* _Excerpt provided_:
Reconciliation Engine: Deduplicate agents, places, and concepts by mapping against external authorities (Getty ULAN, AAT, TGN, Wikidata). Flag conflicts for manual review in the Admin UI.
Versioning: Track changes and updates over time.
6.2 JSON‑LD API
REST endpoints for objects, agents, events, places.
JSON‑LD @context support.
Pagination, filtering, faceting.
Graph expansion (?expand=events,actors).
IIIF image linking.
6.3 Search & Discovery
Full‑text search.
Faceted navigation.
Autocomplete.
Timeline view.
Network graph view.
6.4 Admin Interface
Upload datasets.
Review validation errors and reconciliation conflicts.
Approve publication.
Manage field mappings.
!⚙️ 7. Non‑Functional Requirements
Performance
Ingest 10k objects under 5 minutes.
API responses < 200ms for common queries.
Reliability
99.9% uptime.
Automatic retries for ingestion jobs.
Security & API Governance
Access Control: Role‑based access control (RBAC) for the Admin interface.
Audit Logs: Track all data ingestion and mapping changes.
Rate Limiting: Throttling policies (e.g., 100 requests/minute per IP) to protect the database from expensive SPARQL/Graph expansion queries.
CORS: Configurable Cross-Origin Resource Sharing policies for external web integrations.
API Keys: Provisioning for developer tiers allowing higher rate limits.
Accessibility
WCAG 2.1 AA compliance for all public UI views.

* _What is being asked_:
Continue the requirements specification above, starting after the line on WCAG 2.1 AA compliance.

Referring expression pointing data
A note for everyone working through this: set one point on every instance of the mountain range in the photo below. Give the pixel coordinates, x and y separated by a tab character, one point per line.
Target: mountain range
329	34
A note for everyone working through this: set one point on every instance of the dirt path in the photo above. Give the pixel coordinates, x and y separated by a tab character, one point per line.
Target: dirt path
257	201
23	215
...
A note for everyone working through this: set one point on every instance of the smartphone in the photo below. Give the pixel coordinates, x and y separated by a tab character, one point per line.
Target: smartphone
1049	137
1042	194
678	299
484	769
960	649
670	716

* _Result of this task_:
!🧬 8. Data Model
8.1 Standards
Linked Art: JSON‑LD profile built on CIDOC‑CRM.
CIDOC‑CRM: Event‑based ontology for cultural heritage.
JSON‑LD: Serialization format for Linked Data.
8.2 Core Entities
HumanMadeObject
Person / Group
Production / Acquisition Events
Place
DigitalObject (IIIF)
8.3 Required Patterns
Event‑based modeling.
Identifiers & references.
Multilingual labels.
Provenance chains.
!🔧 9. ETL Requirements (Detailed)
Based on real Linked Art workflows: source → mapped → Linked Art.
Source Data
JSON API (e.g., PIA API).
CSV exports from existing CMS.
XML from legacy systems.
Mapping Layer
Extract relevant fields.
Normalize dates, names, identifiers.
Map to Linked Art patterns.
Linked Art Output
JSON‑LD with correct @context.
Conformance to Linked Art profile.
Stable, dereferenceable URIs.
!🛠️ 10. API Requirements
Endpoints
/objects
/agents
/events
/places
/search
Features
JSON‑LD framing.
Filtering (?type=painting&date=1500-1600).
Sorting.
Graph expansion.
!🖥️ 11. Frontend Requirements
Search Interface
Keyword search.
Facets: type, date, location, material.
Object Detail Page
Title, description, IIIF images.
Production event.
Attribution.
Provenance.
Related objects.
Visualizations
Timeline.
Network graph.
Map view.
!🗺️ 12. Implementation Roadmap & Phasing
Phase 1: MVP (Core Foundation)
Goal: Establish the underlying data architecture and public read access.
Deliverables: Core JSON-LD API, rigid CSV ingestion (pre-mapped), basic search interface, and IIIF image integration.
Phase 2: The Publishing Engine (ETL Focus)
Goal: Allow non-technical curators to ingest and publish data independently.
Deliverables: Full Admin interface, robust mapping engine, JSON/XML ingestion, automated validation checks, and the reconciliation engine (Getty ULAN/Wikidata).
Phase 3: Research & Discovery (Advanced UI)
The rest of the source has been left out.